Stated exercise -
Decide whether each statement agrees with the passage below on the loan guarantee fee, answering yes or no and quoting the words of the passage that settle it: (a) the US government set the fee for the loan guarantee at $880 million; (b) the project is expected to cost $7.5 billion; (c) Wallace's letter was addressed to the DOE Secretary.

Selected passage -
· · · · ·

The firm has blamed the US Department of Energy for unreasonably high credit-subsidy payments associated with a $7.5 billion conditional loan guarantee committment to build the new facility.

According to Platt's:

In a letter addressed to DOE Deputy Secretary Daniel Poneman dated  Friday, Constellation Vice Chairman Michael Wallace said the US government's $880 million fee -- 11.6% -- for a loan guarantee to support the $10 billion project was too high.

"Such a sum would clearly destroy the project's economics (or the economics of any nuclear project for that matter), and was dramatically out of line with both our own and independent assessments of what the figure should reasonably be," Wallace wrote.

· · · · ·

Given data -

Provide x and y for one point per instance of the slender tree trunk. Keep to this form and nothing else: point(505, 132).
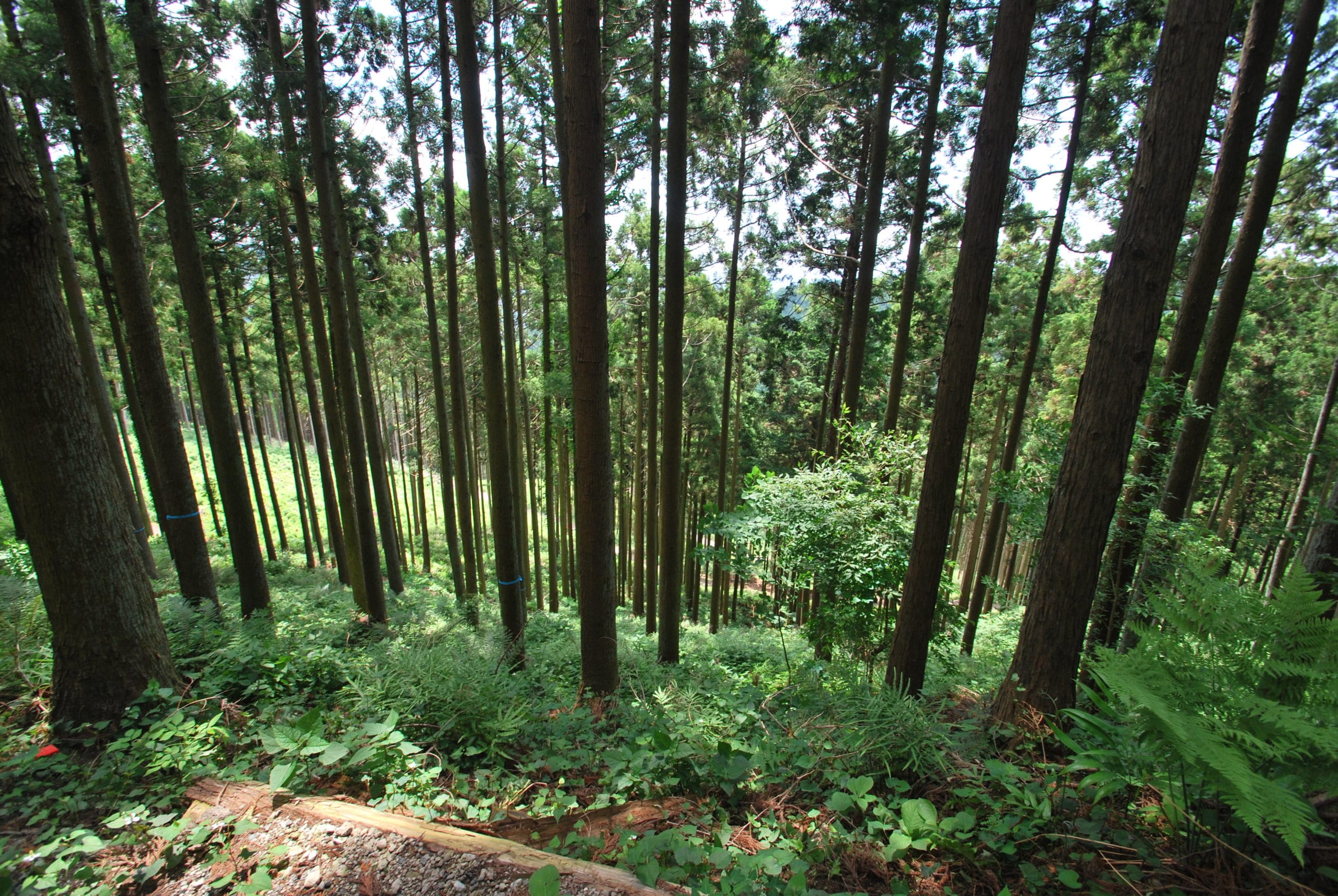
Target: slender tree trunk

· · · · ·

Output -
(a) Yes: "the US government's $880 million fee"
(b) No: "to support the $10 billion project"
(c) No: "addressed to DOE Deputy Secretary Daniel Poneman"